■ Prompt:
The answer must be an exact copy of the lines from the one holding "Medical imaging assistant — in the scan above, locate the yellow" through the final line of the entries, and nothing else.

=-=-=-=-=

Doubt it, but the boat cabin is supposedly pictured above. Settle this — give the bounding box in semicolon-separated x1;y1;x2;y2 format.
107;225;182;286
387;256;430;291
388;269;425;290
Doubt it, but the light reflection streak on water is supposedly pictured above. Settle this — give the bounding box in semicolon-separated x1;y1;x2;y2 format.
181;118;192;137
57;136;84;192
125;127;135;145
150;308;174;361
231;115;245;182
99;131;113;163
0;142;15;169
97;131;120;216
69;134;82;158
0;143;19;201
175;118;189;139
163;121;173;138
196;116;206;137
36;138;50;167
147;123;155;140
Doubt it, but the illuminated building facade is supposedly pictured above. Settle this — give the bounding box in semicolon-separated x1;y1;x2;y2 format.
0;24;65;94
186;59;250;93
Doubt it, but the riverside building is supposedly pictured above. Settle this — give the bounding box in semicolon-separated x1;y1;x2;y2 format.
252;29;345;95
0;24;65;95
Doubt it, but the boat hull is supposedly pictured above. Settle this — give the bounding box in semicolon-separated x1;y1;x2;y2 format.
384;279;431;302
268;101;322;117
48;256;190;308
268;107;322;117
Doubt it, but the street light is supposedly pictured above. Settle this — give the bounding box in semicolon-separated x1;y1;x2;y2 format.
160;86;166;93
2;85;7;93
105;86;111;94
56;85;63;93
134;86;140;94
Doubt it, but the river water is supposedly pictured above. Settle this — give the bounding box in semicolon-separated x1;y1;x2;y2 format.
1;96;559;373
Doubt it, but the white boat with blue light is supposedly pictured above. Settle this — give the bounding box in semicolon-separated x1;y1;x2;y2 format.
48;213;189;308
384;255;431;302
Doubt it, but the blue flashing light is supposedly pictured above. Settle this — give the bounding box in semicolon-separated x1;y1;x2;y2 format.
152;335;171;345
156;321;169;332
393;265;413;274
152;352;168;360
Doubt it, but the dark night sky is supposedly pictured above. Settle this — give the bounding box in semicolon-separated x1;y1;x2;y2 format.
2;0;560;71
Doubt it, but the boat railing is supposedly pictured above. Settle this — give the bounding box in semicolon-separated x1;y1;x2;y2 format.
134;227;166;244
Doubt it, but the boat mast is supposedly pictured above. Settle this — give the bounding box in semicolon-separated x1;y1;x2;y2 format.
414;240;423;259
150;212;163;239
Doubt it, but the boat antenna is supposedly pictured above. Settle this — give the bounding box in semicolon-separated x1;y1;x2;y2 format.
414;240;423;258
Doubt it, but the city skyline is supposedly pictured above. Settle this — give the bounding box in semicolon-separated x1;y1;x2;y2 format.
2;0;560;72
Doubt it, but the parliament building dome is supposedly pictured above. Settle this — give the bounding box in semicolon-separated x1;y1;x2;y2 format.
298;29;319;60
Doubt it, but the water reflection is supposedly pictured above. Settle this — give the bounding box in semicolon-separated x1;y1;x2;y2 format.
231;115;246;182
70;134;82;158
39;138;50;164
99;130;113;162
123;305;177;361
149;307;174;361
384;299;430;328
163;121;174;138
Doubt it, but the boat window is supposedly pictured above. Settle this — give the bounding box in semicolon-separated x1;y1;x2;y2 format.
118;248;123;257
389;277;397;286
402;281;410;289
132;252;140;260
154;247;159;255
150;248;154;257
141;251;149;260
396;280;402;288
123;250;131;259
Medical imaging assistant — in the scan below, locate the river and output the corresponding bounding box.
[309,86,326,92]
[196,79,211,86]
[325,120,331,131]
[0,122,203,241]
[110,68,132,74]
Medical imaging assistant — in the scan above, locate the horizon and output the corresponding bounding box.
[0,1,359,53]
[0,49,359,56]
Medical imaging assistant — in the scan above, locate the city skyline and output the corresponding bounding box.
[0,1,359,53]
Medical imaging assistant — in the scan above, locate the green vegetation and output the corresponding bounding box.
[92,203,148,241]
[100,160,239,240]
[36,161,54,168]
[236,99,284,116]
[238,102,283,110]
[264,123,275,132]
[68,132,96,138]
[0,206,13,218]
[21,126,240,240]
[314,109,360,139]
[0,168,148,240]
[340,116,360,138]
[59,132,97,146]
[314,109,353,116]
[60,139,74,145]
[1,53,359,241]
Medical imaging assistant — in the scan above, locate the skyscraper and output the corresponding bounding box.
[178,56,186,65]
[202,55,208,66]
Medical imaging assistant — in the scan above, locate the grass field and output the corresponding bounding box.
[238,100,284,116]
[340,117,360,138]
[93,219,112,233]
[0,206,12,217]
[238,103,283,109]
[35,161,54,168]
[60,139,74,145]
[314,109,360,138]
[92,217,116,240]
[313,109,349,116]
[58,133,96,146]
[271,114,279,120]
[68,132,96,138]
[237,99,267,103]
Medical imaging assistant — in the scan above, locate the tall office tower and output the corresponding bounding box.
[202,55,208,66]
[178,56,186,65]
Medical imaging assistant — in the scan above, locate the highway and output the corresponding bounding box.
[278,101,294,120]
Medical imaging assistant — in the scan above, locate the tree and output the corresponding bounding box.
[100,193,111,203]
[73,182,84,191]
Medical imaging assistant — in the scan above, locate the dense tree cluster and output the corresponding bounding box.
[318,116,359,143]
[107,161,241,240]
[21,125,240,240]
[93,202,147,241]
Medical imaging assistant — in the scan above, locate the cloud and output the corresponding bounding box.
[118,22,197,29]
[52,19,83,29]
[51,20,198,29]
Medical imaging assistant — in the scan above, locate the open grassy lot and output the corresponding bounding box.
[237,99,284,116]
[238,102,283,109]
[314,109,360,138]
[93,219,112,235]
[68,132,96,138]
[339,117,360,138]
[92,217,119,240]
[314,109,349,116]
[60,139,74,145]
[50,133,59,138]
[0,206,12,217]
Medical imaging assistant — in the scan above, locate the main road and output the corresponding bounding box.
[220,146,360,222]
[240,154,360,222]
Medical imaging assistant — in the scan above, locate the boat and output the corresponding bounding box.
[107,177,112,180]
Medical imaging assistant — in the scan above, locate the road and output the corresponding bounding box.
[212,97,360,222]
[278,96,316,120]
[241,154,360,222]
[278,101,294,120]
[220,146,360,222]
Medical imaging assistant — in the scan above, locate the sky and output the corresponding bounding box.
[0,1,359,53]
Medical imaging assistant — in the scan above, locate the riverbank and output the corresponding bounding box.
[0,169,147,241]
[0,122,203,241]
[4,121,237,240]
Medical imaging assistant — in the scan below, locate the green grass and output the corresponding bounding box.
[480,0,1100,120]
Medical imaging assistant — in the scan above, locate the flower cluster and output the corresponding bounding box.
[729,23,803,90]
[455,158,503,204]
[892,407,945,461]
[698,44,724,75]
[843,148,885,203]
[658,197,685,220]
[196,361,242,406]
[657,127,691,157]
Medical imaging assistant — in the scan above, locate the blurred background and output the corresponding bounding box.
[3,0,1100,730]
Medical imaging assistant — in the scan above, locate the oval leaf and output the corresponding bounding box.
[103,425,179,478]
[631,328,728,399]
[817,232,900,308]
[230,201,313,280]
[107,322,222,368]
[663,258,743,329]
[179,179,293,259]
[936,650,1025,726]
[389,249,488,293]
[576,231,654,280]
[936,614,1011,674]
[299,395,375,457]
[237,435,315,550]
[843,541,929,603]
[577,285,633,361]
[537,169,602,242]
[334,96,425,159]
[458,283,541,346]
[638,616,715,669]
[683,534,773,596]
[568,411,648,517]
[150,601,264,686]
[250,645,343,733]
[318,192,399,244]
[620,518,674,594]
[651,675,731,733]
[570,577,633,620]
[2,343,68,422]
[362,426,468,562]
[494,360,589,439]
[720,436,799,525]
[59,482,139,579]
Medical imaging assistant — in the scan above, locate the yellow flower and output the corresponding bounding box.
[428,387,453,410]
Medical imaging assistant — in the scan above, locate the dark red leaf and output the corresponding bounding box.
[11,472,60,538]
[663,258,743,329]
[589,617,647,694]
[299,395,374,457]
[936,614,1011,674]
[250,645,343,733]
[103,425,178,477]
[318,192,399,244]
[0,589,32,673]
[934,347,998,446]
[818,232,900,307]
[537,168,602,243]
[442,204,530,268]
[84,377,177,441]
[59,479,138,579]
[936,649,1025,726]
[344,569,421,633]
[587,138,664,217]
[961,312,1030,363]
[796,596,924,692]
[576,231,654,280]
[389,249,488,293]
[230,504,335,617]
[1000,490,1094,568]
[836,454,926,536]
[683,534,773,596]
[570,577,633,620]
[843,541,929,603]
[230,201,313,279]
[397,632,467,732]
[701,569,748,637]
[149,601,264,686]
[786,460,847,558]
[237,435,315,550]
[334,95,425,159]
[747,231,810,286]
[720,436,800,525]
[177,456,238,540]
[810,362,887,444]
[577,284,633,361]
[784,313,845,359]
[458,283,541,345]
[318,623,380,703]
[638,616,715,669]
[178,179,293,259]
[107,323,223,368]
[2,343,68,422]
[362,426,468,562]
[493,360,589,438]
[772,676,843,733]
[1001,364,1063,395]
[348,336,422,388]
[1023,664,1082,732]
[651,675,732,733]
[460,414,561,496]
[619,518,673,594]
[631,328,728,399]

=-=-=-=-=

■ Exercise response:
Medical imaging assistant — in the scan above, locate the yellow flower and output the corresponding bounding box.
[428,387,453,410]
Medical imaging assistant — in the scan above, locate the dark red leaf and output the corresponding bounding box.
[11,472,60,538]
[663,258,743,329]
[589,617,647,694]
[299,395,374,457]
[936,614,1011,674]
[250,645,343,733]
[103,425,178,477]
[318,192,399,244]
[0,589,32,673]
[934,347,998,446]
[818,232,900,307]
[537,168,602,243]
[442,204,530,268]
[84,377,177,441]
[59,479,138,579]
[936,649,1025,726]
[344,569,421,633]
[587,138,664,217]
[961,312,1030,363]
[796,596,924,692]
[576,231,654,280]
[389,249,488,293]
[230,504,335,617]
[1000,490,1094,568]
[836,454,926,536]
[683,534,773,596]
[570,577,633,620]
[843,541,929,603]
[230,201,313,279]
[397,632,467,732]
[701,569,748,637]
[149,601,264,686]
[786,460,847,558]
[237,435,315,550]
[334,95,425,159]
[747,231,810,286]
[720,436,800,525]
[177,456,238,540]
[810,362,887,444]
[577,284,633,361]
[784,313,845,359]
[458,283,541,345]
[318,623,380,703]
[638,616,715,669]
[178,179,293,259]
[107,323,223,368]
[2,343,68,422]
[362,426,468,562]
[493,360,589,438]
[772,676,843,733]
[1001,364,1063,395]
[348,336,422,388]
[1023,664,1082,732]
[651,675,732,733]
[460,414,561,496]
[619,518,673,594]
[631,328,728,399]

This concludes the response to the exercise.